Set exercise => Copy the stretch of the passage on Mildred Fugar from "Mildred Christina Akosiwor" through "and religious work.", swapping "head of state" for "leader".
-- Selected passage start --
Mildred Christina Akosiwor Fugar also known as Mildred Ankrah (12 June 1938 – 9 June 2005) was a First Lady of Ghana and wife to Joseph Arthur Ankrah. She had been brought up in the Belgian Congo and the Gold Coast, and after her husband's rise to head of state of Ghana, she worked in social and religious work.

Biography 
She was born on 12 June 1938 in Luluabourg, Belgian Congo (now Kananga, Democratic Republic of the Congo); to Mr Benoni Kwaku Fugar, a Ghanaian and Mrs Pauline Isombe Edembe Fugar, a Congolese citizen. She was the fourth of seven children. Fugar started school at Keta Roman Catholic Convent in the Gold Coast (now Ghana), where she also completed middle school in 1957 and then continued to the Universal Commercial College, Somanya. Mildred began to work at the Central Revenue Department, now the Ghana Internal Revenue Service, after successful completion of her course at Universal Commercial College.
-- Selected passage end --
-- Stored data start --
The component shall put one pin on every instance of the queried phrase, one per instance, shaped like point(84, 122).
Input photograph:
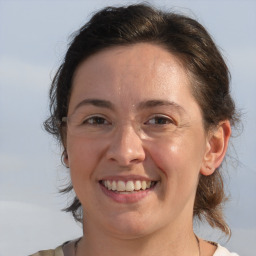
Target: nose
point(126, 147)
-- Stored data end --
Exercise solution =>
Mildred Christina Akosiwor Fugar also known as Mildred Ankrah (12 June 1938 – 9 June 2005) was a First Lady of Ghana and wife to Joseph Arthur Ankrah. She had been brought up in the Belgian Congo and the Gold Coast, and after her husband's rise to leader of Ghana, she worked in social and religious work.